Budgeting for Teenagers: Creating a Financial Roadmap for Life


The Path to Budgeting for Teens

Just like you teach your kids how to drive, you can expect to have opportunities to help them understand other life skills, like handling money.

72% of teenagers turn to their parent or guardian to ask for financial advice.1 During these growing years, kids often become aware that finances are a big part of life. Similar to how they might be looking to you for help with their behind-the-wheel skills, they may turn to you with questions about the ins and outs of money.

They also might be bringing in their own money and wondering what to do with the cash. Among young adults between the ages of 16 and 24, more than half have a job.2 Even if your teen doesn’t work now, the next few years may bring babysitting jobs, lawn mowing opportunities or pay stubs from working at the nearby pool.

Budgeting for Teens

Along with questions about money comes a golden teaching opportunity. You may want to show them how to make a teen budget and try to follow it, which can:

  • Help teens understand where their cash comes from

  • Show teens how to pay for their needs, like clothes and gas

  • Encourage teens to value money

  • Teach teens how to save

  • Help teens plan for expenses they may have down the line, like student loans or car payments

Ultimately, a teen budget can help kids start to lay out a roadmap for their life. Learning how to budget now can prepare your teen for when they leave the nest and set a path for their ongoing financial journey.

How can a teenager create a budget?

One way to help your teen make a budget might be to talk about income and expenses. Income is the cash your teen earns. Expenses are what your teen pays for with their own money. Subtracting expenses from income can be used to create a simple budget. Breaking it down in steps can be helpful for kids to learn how to create a budget.

First, list out their sources of income. For example:

  • A part-time job (like at a store or restaurant)

  • Allowance

  • Gifts for birthdays and holidays

  • Completing chores at home

  • Side jobs (like walking a dog or shoveling a neighbor’s sidewalk)

STATED PROBLEM: Reproduce the teen budgeting text word for word, from "72% of teenagers" to "the nearby pool.". Rely only on the budgeting text for this work.

SOURCE EXCERPT:
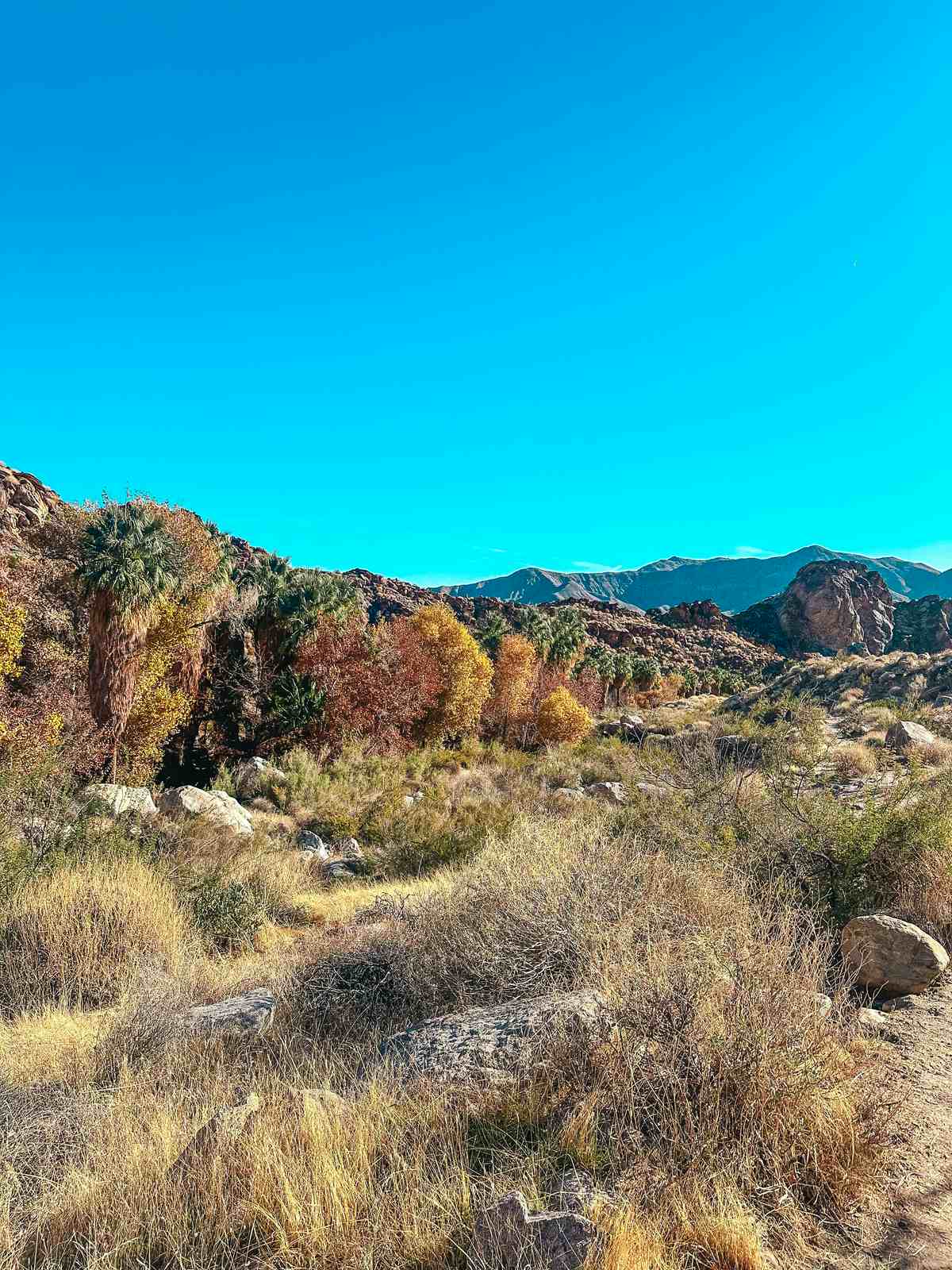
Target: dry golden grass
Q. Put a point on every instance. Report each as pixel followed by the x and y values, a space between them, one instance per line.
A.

OUTPUT OF THE EXERCISE:
72% of teenagers turn to their parent or guardian to ask for financial advice.1 During these growing years, kids often become aware that finances are a big part of life. Similar to how they might be looking to you for help with their behind-the-wheel skills, they may turn to you with questions about the ins and outs of money.

They also might be bringing in their own money and wondering what to do with the cash. Among young adults between the ages of 16 and 24, more than half have a job.2 Even if your teen doesn’t work now, the next few years may bring babysitting jobs, lawn mowing opportunities or pay stubs from working at the nearby pool.